__Document section__
>>

THE FAMOUS DOOR NOVEMBER 26, 2010
The first of two good reasons for raising glasses and ringing bells during the winter holiday season falls on Thanksgiving week, when Maria Schneider, the composer and conductor, brings her twenty-piece orchestra to the Jazz Standard for its annual residency. Schneider has been doing this for nine years now, and the occasion has become one of the most anticipated events of the New York jazz calendar, along with the Bad Plus's Christmas residency at the Village Vanguard just a few weeks later. (That’s the second reason for celebration.) The unfeigning seriousness and free emotionality of Schneider's music almost counter-balance the oppressive commercial plasticness of the holiday season in New York.

<<

__Actions to take__
(a) From the Maria Schneider piece, write out the passage from "THE FAMOUS DOOR" up to and including "in New York.".
(b) According to the Maria Schneider piece, what quality of Schneider's music lets it offset the holiday season in New York? Answer in one to three sentences.
The entries that follow have no connection to the Maria Schneider piece.

__Data section__

>>

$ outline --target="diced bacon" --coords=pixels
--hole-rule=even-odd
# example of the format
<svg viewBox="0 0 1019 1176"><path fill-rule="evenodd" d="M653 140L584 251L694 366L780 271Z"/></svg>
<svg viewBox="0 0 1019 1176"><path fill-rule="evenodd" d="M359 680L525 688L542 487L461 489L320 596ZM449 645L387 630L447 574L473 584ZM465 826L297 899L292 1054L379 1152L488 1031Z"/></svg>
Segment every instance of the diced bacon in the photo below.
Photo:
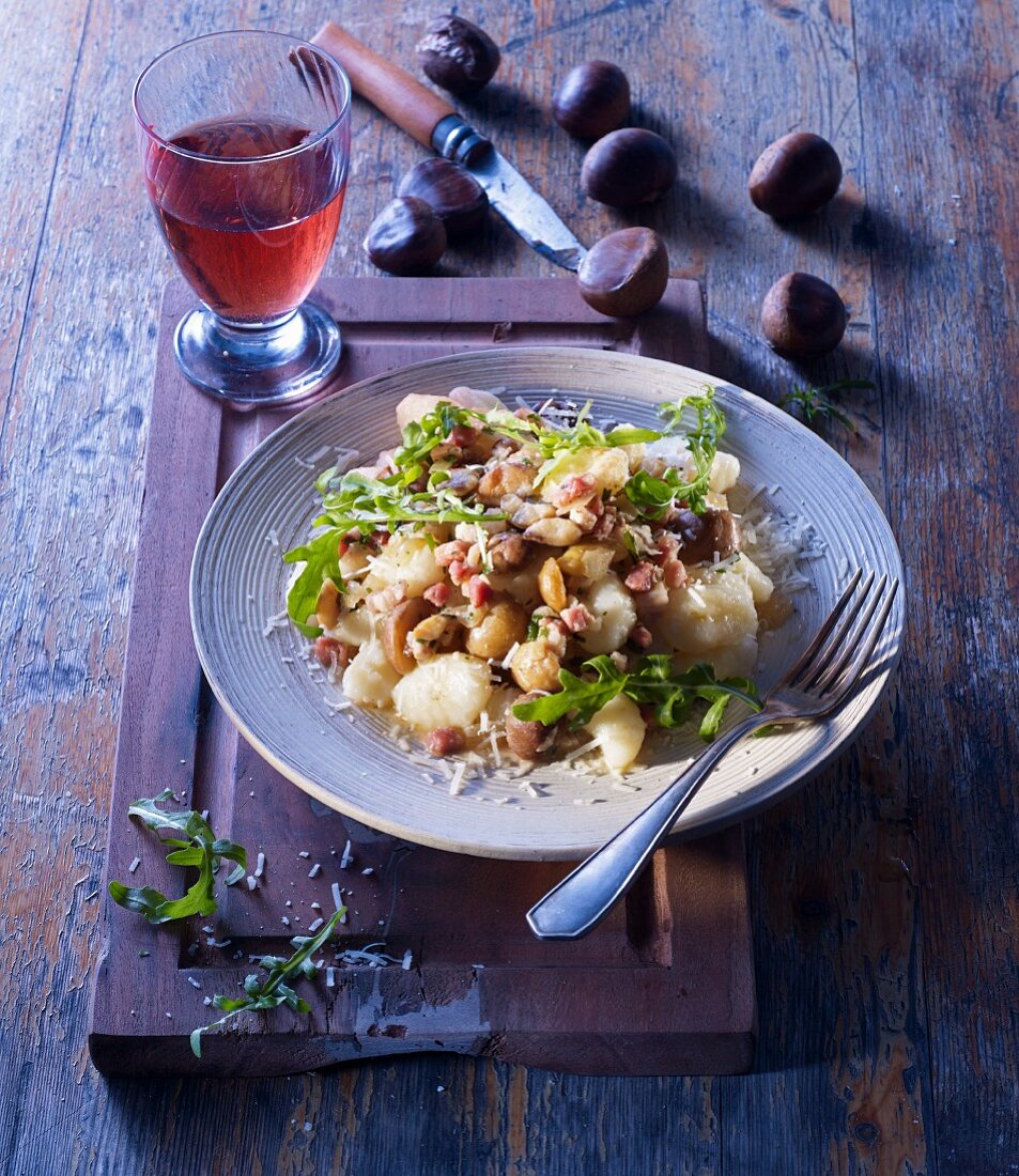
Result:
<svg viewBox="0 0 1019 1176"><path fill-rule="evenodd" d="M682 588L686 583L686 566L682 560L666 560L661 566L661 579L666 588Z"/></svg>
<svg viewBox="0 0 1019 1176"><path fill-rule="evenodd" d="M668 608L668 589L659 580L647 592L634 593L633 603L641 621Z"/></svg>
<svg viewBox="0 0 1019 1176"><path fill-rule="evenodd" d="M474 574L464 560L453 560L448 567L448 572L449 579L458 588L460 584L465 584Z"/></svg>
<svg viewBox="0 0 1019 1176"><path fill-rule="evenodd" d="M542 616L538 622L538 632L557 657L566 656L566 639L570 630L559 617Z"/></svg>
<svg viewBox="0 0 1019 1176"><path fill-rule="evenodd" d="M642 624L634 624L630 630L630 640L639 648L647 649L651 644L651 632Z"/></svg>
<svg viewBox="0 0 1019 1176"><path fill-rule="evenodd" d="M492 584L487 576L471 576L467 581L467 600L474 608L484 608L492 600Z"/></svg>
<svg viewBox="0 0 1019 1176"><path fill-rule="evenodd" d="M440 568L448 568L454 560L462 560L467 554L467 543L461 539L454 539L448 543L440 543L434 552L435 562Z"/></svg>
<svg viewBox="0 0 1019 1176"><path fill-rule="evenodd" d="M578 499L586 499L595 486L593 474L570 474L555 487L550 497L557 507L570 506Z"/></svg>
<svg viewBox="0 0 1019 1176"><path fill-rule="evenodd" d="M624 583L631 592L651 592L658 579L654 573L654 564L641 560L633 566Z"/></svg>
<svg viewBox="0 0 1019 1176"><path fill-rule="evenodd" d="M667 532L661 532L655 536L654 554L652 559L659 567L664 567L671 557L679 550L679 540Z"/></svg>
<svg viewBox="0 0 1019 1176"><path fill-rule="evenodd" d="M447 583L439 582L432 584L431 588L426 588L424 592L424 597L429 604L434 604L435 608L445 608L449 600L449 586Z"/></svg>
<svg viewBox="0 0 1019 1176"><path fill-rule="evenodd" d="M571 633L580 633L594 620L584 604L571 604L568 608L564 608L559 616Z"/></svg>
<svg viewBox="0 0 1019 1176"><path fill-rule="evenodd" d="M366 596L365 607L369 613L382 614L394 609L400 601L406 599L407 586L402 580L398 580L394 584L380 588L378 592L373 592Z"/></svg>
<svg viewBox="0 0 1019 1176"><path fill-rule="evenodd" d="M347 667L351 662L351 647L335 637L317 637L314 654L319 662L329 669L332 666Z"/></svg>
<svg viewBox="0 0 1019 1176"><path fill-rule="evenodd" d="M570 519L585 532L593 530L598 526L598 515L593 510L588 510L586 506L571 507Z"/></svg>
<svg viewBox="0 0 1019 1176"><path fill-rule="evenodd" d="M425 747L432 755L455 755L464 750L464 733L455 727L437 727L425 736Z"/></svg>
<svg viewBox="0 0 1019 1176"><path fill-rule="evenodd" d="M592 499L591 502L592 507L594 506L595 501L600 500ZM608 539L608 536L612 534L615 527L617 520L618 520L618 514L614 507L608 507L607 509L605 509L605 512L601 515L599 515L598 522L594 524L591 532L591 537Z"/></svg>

<<

__Full solutions__
(a)
THE FAMOUS DOOR NOVEMBER 26, 2010
The first of two good reasons for raising glasses and ringing bells during the winter holiday season falls on Thanksgiving week, when Maria Schneider, the composer and conductor, brings her twenty-piece orchestra to the Jazz Standard for its annual residency. Schneider has been doing this for nine years now, and the occasion has become one of the most anticipated events of the New York jazz calendar, along with the Bad Plus's Christmas residency at the Village Vanguard just a few weeks later. (That’s the second reason for celebration.) The unfeigning seriousness and free emotionality of Schneider's music almost counter-balance the oppressive commercial plasticness of the holiday season in New York.

(b) Her music's unfeigning seriousness and free emotionality almost counter-balance the oppressive commercial plasticness of the holiday season in New York.